_TASK INSTRUCTIONS_.
- A) According to the text about the Newseum below, how high is the marble engraving of the First Amendment on the building's exterior?
- B) Carry the text about the Newseum forward from its final sentence.

_TEXT SHOWN_.
The Newseum, the world's only interactive museum of news takes visitors behind the scenes to see and experience how and why news is made.

The Newseum is located at the intersection of Pennsylvania Avenue and Sixth Street, N.W., Washington, D.C., on America's Main Street between the White House and the U.S. Capitol and adjacent to the Smithsonian museums on the National Mall.

The exterior's unique architectural features include a 74-foot-high marble engraving of the First Amendment and an immense front wall of glass through which passers-by can watch the museum fulfil its mission of providing a forum where the media and the public can gain a better understanding of each others.

The Newseum, which features seven levels of galleries, theatres, retail spaces and visitor services, also offers a unique environment that takes museum goers behind the scenes to experience how and why news is made. Visitors can act as TV anchors relive great news stories of the past and fascinating experiences of breaking news as it happens at the Newseum.

It can only be described as the lone speciality museum of news, which provides the opportunity to explore the notions of the freedom of press, free speech and free sprit for all people around the world. It is indeed a fascinating opportunity for anyone explore the unforgettable images of the extraordinary evolution of news from the spoken stories of ancient times to today's world-wide information explosion. I was no exception.

The Newseum, which is conveniently located at the World Centre of The Freedom Forum in Arlington, VA, minutes from Jimo Memorial National Cemetery and the monuments of museums of the Washington DC, is funded by the Freedom Forum, a non-partisan international foundation dedicated to free sprit for all people.

The beginning of the visit, actually, starts with an overview of the world-wide reach of news where anybody can find the terms news in their own languages. It is also not at all a difficult job for any body to find “Sangbad” written in clear Bangla alphabet. It is almost like the masthead of one of the country's oldest daily newspaper Sangbad.

_DATA PROVIDED_.
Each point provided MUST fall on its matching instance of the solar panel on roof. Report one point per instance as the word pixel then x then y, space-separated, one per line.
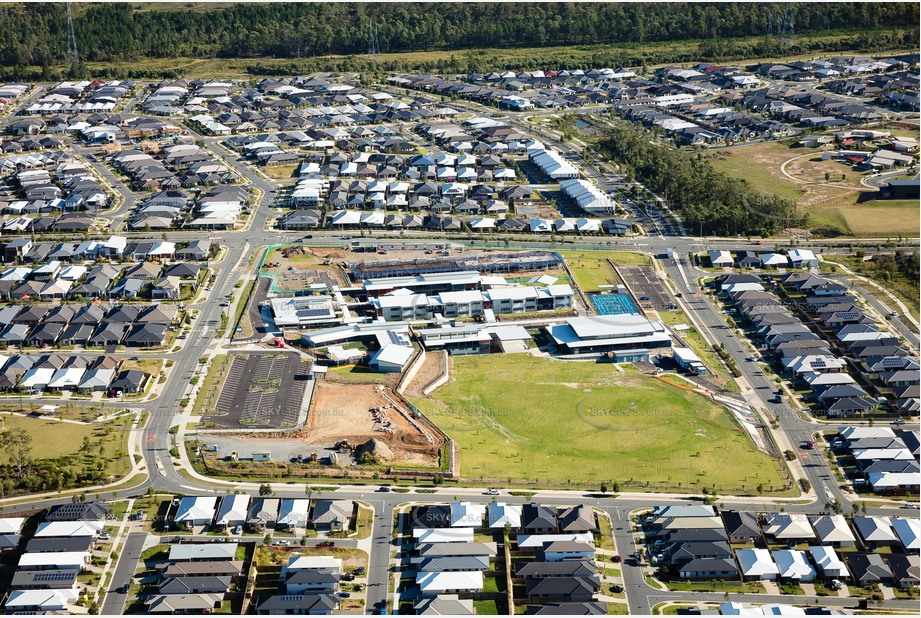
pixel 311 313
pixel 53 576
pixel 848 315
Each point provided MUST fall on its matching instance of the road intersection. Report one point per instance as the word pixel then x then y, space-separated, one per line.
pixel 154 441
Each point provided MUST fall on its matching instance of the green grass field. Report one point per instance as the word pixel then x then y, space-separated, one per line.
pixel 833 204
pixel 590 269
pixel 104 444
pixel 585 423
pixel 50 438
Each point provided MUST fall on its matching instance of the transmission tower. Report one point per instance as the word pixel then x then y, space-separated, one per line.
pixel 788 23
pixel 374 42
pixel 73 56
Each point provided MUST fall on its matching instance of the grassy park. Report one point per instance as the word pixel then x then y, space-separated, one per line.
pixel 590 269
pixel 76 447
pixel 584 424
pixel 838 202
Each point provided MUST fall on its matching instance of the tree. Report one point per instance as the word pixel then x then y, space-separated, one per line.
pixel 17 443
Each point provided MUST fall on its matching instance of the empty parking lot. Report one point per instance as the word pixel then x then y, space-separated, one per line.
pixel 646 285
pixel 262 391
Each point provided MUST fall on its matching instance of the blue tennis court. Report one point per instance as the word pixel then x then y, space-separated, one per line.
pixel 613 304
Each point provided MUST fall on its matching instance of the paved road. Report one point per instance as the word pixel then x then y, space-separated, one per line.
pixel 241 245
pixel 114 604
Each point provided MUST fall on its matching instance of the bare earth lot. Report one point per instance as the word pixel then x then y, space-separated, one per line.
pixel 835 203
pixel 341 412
...
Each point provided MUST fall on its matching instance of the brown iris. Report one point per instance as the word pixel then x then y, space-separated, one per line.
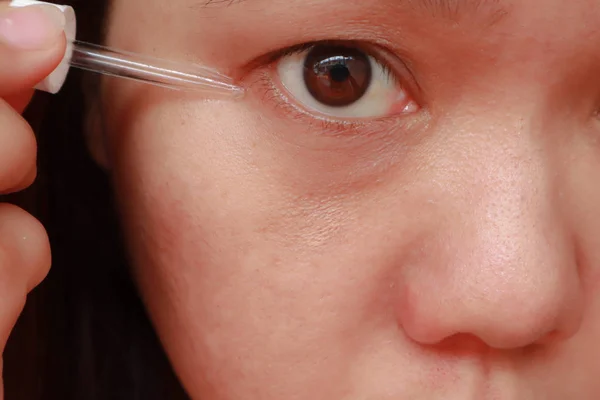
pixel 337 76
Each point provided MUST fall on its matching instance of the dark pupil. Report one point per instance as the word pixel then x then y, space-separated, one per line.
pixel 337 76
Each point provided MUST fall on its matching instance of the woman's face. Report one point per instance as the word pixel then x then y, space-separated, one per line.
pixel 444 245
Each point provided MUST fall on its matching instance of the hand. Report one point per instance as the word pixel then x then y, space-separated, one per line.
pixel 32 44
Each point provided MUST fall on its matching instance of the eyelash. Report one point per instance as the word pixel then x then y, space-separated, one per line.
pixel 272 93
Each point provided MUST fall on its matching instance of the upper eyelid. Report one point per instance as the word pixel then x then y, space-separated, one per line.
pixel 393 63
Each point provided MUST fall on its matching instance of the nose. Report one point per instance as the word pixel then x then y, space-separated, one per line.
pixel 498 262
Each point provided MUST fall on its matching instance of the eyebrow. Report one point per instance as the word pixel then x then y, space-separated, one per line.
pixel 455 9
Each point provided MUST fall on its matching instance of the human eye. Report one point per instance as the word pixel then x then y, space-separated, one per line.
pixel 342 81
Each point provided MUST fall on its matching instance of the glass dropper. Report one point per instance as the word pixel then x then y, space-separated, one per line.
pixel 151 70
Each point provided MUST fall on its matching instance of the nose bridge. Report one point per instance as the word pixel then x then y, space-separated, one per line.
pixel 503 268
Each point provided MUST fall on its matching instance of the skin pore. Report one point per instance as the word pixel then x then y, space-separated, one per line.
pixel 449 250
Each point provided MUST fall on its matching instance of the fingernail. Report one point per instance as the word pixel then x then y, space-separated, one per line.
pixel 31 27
* * *
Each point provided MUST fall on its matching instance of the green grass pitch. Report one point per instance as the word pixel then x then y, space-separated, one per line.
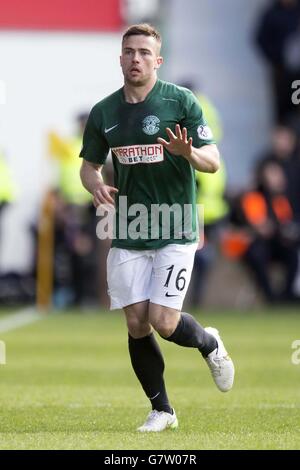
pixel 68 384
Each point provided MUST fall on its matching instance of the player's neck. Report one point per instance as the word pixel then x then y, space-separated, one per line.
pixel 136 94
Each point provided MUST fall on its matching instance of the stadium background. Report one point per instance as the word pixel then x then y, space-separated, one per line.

_THE ANSWERS_.
- A) It is 74 feet high.

- B)
It was also really amazing to see a total of 1, 841 newspapers nameplates not only from the United States of America, but also from around the world on a huge News Globe just in front of the front desk of the museum. Experiencing a break through the panorama of news on a 126 foot long seamless video wall featuring live satellite feeds of today's news around the world and multi-screen video programmes about Newseum exhibits is, undoubtedly, another spectacular attraction of the Newseum. During a trip, a visitor can easily learn what was happening in the world the month and the year he or she was born and also watch great moments in history in the area's only high-definition video theatre. A newspaper reporter, editor or photojournalist can test his or her skills just using the interactive touch screen monitors located in the Newseum. There is also a chance to explore the difficult ethical questions very often faced by journalists.

That's not all. There are lots of alluring attractions in and outside of the 72,000 square-foot museum. It provides an opportunity to view the greatest display of historic newspapers, magazines and news broadcasts ever assembled.

Then there is the Freedom Park that celebrates the spirit of freedom and the struggle to preserve it. The park features the Freedom Forum Journalist Memorial, which honours journalists who have died while trying to report the news, and an international collection of icons representing historic milestones in the pursuit of Freedom. It's an elegant spiral of glass and honours more than 1,500 journalists across the world; new names are inscribed on the memorial each year. The name of those Bangladeshi journalists, who were brutally killed till now while reporting the news, are also inscribed on the glasses of the memorial.

In order to celebrate the freedom that was restored to Eastern Europe after the fall of the Berlin Wall in 1989, eight sections of the original Berlin Wall pieces were placed outside Germany. Behind the wall is an original guard tower that once stood less then a mile from the check point Charlie.

It is really the fascinating to walk among icons of freedom that symbolise the victory over oppression and remind us that the struggle for liberty continues around the world. Icons on display include a toppled statue of Lenin brought from the former Soviet Union, a bronze casting of the jail-cell door from Martin Luther King Jr's imprisonment in Birmingham, Alabama; and replicas of the Goddess of Democracy from Tiannamen Square and the Freedom Forum Statue that stands atop the US Capitol.

The Newseum is funded by The Freedom Forum, a non-partisan, international foundation dedicated to free press, free speech and free spirit for all the people.In fact, the Freedom Park is a cooperative effort of the Freedom Forum, West field Reality Co., The Rosslyn Community and Arlington County, Virginia. The park, which is open daily, dawn to dusk and the admission to the NEWSEUM and the Freedom Park, is totally free.

(The writer is a Freedom Forum Fellow at the Graduate School of Journalism at University of California, Berkeley, California, USA and now working as Attaché de Presse, Embassy of France, Dhaka)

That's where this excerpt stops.